TASK DESCRIPTION
All lines of the entries with "wearing" in them must be listed.

INPUT RECORDS
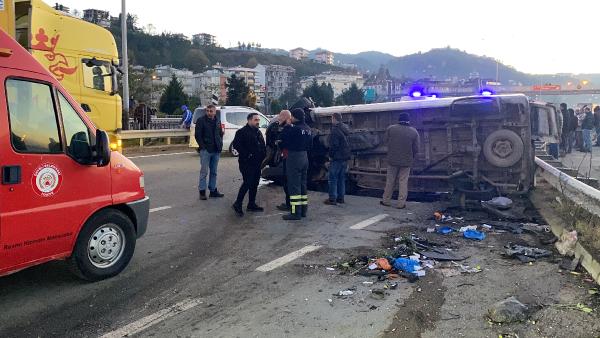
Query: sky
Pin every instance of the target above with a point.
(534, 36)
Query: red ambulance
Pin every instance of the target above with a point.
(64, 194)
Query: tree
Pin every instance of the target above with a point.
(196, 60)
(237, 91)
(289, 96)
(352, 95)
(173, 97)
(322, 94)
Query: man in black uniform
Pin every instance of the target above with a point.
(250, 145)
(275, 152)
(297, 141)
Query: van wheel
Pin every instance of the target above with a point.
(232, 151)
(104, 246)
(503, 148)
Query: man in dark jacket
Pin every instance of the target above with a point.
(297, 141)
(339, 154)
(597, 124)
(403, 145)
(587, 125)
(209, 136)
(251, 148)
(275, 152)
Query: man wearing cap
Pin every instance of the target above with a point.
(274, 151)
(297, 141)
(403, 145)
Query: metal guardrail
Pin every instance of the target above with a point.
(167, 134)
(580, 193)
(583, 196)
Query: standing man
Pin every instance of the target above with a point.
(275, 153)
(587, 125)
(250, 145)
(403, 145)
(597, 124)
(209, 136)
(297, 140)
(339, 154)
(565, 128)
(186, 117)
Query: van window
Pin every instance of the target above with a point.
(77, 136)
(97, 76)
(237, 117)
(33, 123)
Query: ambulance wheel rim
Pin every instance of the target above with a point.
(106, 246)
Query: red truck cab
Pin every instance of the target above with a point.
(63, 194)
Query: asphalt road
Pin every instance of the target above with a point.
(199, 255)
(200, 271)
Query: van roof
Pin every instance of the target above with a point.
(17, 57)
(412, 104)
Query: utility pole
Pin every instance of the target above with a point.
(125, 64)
==
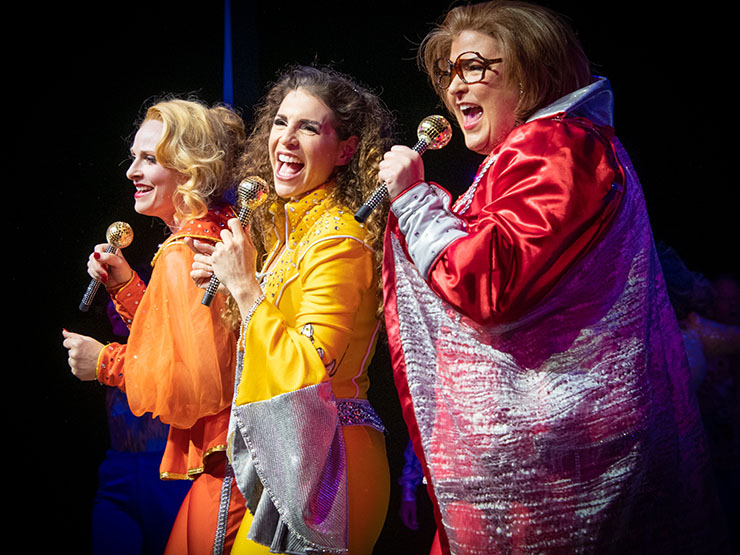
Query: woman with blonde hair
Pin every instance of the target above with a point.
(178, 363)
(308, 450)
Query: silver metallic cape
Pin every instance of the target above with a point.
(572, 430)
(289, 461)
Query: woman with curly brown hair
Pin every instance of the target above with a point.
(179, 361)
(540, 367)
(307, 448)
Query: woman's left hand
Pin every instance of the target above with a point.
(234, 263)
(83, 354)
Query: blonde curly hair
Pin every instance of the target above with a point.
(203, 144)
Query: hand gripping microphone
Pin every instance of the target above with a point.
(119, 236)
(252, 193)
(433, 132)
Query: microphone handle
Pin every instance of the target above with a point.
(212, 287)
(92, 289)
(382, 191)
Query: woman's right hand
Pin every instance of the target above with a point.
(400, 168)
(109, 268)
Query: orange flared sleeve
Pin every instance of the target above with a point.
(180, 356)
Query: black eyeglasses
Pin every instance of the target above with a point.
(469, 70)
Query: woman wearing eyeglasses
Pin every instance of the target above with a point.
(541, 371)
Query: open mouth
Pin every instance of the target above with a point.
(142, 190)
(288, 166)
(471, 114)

REPLY
Query: man wearing cap
Query: woman wearing eyeglasses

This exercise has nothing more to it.